**TASK BRIEF:**
Rewrite the rows as a numbered list, from the very start of the stored data through the line containing "negative clicks: (84, 183) (92, 181)", and include nothing else. Skip any blank lines and leave out the pictures.

**Stored data:**
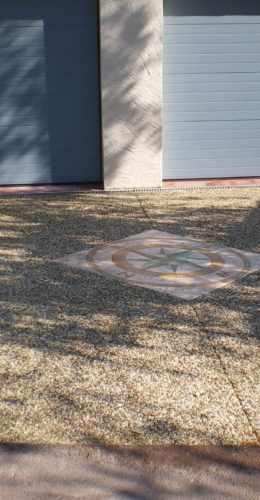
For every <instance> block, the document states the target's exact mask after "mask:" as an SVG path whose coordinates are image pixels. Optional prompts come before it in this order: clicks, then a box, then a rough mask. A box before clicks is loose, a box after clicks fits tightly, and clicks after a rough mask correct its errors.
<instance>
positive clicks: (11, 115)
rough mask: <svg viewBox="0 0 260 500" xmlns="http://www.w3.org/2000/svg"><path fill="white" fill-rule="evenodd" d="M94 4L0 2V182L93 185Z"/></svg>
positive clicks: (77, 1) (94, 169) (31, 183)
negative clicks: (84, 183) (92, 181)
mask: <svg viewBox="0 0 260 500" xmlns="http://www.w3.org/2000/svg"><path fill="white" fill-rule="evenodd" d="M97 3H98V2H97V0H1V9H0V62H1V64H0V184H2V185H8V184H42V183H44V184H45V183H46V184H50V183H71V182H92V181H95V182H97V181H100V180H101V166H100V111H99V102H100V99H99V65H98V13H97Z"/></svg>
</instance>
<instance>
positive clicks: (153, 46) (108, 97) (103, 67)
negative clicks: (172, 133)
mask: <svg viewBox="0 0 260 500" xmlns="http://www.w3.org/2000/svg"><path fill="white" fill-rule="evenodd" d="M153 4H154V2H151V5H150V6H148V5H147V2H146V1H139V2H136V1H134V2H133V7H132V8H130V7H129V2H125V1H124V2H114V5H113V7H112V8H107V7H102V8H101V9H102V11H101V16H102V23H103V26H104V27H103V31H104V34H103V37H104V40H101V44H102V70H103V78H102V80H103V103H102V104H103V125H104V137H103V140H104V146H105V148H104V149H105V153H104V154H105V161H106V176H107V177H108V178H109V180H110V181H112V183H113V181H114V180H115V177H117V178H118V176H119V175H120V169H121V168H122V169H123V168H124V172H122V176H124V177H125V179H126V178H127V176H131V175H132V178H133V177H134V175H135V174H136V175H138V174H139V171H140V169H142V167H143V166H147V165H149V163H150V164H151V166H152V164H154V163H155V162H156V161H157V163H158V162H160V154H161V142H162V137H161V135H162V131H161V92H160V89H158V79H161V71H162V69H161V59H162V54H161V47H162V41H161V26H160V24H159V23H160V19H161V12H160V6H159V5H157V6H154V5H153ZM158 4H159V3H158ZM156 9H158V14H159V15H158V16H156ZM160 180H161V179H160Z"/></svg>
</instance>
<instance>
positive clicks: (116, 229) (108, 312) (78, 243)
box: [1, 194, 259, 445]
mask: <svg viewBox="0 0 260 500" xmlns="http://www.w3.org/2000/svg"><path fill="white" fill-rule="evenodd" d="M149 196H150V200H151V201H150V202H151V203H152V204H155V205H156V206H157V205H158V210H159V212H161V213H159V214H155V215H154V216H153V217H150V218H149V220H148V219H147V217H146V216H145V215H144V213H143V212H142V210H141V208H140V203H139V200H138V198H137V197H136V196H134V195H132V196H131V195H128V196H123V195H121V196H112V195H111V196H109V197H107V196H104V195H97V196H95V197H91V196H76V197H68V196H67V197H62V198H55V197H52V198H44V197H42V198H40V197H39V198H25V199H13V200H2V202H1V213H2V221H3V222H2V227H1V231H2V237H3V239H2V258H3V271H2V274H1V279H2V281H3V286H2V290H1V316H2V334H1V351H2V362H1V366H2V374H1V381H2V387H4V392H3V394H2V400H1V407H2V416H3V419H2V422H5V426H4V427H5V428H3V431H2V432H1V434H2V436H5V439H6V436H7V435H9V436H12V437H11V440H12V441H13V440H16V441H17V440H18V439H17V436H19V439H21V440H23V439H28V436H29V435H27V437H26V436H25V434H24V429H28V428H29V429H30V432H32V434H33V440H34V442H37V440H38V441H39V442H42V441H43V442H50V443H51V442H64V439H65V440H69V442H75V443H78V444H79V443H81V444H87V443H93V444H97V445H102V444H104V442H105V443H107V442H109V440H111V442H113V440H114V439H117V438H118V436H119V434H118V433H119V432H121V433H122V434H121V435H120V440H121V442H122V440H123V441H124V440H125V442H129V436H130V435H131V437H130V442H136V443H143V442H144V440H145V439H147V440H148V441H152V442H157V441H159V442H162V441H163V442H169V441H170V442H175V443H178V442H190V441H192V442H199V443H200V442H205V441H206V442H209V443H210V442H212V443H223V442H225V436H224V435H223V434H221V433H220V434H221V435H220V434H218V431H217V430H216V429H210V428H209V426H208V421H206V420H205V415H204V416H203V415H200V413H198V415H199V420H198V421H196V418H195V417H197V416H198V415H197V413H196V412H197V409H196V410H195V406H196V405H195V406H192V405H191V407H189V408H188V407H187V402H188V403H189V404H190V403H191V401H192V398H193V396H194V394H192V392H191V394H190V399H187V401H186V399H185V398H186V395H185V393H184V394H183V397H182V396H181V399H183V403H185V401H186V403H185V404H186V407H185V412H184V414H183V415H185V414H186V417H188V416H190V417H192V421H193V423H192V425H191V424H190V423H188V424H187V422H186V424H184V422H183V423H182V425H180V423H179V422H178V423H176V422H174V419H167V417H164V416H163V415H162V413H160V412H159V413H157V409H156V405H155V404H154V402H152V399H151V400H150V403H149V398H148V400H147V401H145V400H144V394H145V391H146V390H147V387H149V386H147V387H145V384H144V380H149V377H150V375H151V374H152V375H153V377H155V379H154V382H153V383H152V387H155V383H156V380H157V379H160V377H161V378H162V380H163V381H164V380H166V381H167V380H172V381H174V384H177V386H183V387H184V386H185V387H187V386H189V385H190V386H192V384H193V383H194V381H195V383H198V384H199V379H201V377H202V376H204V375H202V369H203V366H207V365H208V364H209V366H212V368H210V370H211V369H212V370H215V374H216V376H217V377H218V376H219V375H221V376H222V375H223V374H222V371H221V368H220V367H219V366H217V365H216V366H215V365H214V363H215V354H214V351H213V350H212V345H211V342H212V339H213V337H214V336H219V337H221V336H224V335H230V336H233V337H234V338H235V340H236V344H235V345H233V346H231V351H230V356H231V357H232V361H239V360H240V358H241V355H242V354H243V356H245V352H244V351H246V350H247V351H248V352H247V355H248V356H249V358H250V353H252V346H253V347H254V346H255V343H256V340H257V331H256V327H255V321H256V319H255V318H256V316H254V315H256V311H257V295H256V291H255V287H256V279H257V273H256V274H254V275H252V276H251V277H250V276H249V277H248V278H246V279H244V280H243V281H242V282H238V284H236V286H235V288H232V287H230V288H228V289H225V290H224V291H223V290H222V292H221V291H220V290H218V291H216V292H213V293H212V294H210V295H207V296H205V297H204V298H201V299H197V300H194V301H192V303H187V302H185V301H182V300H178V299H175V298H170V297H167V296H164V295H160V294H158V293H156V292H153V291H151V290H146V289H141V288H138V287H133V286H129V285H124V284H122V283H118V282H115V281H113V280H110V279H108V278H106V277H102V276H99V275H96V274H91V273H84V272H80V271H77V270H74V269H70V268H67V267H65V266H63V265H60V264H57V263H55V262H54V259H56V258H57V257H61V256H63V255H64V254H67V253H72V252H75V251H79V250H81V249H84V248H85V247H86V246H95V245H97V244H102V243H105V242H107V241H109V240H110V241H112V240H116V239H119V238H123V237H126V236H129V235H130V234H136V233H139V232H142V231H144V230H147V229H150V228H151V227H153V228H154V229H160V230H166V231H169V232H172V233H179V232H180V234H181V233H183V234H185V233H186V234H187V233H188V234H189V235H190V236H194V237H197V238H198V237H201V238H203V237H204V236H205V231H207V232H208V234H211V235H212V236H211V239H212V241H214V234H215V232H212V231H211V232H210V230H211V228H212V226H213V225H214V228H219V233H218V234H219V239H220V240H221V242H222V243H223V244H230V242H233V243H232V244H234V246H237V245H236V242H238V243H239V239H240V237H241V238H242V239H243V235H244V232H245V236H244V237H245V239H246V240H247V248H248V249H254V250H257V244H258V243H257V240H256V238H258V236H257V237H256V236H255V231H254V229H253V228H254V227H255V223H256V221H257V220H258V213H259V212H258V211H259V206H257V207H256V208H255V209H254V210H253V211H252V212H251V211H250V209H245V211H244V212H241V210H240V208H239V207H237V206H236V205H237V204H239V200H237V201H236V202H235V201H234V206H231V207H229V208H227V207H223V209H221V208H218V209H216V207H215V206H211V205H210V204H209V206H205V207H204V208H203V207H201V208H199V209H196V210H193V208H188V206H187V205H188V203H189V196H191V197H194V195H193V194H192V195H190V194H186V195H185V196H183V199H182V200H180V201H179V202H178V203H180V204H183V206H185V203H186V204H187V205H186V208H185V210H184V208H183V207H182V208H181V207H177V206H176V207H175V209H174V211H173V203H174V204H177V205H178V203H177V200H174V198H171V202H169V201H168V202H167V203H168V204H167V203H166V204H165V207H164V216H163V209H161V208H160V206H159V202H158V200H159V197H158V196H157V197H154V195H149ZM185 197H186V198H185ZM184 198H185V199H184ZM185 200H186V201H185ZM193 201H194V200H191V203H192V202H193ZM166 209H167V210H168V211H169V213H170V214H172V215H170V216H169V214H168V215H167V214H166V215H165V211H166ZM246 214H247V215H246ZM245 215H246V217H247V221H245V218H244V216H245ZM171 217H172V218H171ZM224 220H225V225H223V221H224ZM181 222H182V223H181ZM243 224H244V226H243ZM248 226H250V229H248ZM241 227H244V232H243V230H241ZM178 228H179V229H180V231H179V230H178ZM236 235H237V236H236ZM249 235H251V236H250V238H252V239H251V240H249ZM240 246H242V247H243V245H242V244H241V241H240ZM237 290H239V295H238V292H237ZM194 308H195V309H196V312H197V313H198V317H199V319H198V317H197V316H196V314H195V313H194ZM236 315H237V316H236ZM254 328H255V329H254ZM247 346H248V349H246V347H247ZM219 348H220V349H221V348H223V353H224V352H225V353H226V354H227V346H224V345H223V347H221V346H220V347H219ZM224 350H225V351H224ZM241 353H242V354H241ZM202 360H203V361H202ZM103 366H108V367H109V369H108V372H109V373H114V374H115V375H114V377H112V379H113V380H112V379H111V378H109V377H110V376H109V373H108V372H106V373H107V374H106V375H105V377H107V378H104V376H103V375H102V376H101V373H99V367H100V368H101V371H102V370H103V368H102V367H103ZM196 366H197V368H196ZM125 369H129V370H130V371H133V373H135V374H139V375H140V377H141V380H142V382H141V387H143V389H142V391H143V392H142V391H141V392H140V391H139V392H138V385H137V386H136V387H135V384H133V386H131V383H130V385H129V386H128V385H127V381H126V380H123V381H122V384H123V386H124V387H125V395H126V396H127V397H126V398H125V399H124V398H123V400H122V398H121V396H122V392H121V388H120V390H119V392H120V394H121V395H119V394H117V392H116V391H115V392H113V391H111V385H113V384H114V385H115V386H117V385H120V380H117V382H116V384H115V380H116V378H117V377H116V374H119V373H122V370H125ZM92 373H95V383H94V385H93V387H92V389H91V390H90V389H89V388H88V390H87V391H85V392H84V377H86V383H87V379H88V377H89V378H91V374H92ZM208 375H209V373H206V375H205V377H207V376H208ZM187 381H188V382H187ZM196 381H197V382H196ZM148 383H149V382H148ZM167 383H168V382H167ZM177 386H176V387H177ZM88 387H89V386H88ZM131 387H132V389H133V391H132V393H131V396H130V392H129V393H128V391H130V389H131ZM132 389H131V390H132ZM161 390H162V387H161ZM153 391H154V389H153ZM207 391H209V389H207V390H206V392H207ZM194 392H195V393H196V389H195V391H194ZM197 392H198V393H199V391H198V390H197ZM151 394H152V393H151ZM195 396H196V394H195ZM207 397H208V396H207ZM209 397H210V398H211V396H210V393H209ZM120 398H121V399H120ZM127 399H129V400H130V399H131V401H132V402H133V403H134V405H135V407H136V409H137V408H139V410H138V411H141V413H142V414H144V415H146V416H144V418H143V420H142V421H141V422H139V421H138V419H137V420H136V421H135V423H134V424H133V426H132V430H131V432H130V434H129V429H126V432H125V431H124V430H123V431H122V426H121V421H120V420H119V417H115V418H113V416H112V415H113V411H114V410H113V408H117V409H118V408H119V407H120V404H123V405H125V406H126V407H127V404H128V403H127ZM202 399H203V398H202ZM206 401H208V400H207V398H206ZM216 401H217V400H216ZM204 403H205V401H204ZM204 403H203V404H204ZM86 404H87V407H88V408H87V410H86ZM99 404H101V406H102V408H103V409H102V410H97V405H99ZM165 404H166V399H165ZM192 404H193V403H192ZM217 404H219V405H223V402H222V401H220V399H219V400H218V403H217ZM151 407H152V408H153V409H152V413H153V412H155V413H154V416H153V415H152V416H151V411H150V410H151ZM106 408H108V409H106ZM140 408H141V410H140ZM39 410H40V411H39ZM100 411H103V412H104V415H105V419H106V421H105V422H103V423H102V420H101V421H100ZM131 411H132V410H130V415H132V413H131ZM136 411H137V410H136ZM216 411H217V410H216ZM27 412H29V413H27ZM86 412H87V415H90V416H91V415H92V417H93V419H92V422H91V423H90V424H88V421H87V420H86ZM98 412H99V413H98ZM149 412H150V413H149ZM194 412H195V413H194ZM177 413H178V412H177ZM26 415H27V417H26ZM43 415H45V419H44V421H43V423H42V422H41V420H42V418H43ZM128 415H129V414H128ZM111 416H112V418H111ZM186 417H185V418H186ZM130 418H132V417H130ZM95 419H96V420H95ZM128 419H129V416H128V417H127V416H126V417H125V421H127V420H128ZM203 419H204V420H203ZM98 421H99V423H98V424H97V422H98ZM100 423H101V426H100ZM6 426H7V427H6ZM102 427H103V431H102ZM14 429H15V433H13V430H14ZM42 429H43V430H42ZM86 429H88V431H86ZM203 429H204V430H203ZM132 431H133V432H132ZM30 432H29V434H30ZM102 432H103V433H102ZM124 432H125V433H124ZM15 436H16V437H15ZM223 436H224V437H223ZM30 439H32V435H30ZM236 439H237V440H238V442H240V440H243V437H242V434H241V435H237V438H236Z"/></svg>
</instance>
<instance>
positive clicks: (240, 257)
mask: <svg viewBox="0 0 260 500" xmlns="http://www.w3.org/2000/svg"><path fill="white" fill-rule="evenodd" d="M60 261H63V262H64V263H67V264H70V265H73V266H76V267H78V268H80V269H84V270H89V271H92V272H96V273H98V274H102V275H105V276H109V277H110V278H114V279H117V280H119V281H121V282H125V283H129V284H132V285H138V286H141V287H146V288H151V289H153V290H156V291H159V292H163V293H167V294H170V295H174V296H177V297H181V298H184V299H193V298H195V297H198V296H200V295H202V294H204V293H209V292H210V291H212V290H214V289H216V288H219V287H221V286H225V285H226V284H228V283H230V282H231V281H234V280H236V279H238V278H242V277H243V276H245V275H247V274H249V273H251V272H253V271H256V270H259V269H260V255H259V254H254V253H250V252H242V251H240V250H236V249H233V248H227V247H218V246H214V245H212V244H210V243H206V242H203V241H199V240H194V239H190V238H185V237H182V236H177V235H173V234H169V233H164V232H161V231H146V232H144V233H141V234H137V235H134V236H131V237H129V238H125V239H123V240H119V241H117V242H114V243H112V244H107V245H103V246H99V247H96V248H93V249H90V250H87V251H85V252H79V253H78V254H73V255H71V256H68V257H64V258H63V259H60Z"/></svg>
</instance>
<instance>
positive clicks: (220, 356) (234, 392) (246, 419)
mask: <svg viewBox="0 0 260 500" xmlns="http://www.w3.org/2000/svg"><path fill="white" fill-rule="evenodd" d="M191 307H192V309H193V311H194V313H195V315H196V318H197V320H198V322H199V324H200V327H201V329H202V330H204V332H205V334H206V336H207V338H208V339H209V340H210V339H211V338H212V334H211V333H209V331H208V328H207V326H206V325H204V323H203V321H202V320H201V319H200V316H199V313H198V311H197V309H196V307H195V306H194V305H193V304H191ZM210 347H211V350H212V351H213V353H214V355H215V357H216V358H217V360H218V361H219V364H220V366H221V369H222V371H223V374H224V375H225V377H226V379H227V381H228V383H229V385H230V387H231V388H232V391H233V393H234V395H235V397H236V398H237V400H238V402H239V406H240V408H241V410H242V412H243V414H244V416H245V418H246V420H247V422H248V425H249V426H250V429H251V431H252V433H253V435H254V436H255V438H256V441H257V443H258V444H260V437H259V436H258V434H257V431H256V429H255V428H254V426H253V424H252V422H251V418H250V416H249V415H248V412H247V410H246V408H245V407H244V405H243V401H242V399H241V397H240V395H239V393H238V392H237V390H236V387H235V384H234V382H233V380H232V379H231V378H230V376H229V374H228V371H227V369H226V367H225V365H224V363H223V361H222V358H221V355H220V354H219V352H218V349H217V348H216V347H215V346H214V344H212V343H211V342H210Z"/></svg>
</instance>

**RESPONSE:**
1. For every <instance> block, the document states the target's exact mask after "mask:" as an SVG path whose coordinates are image pixels. Optional prompts come before it in this order: clicks, then a box, then a rough mask. A box before clicks is loose, a box after clicks fits tightly, and clicks after a rough mask correct its errors.
2. <instance>
3. positive clicks: (11, 115)
4. rough mask: <svg viewBox="0 0 260 500" xmlns="http://www.w3.org/2000/svg"><path fill="white" fill-rule="evenodd" d="M94 4L0 2V182L93 185Z"/></svg>
5. positive clicks: (77, 1) (94, 169) (31, 183)
6. negative clicks: (84, 183) (92, 181)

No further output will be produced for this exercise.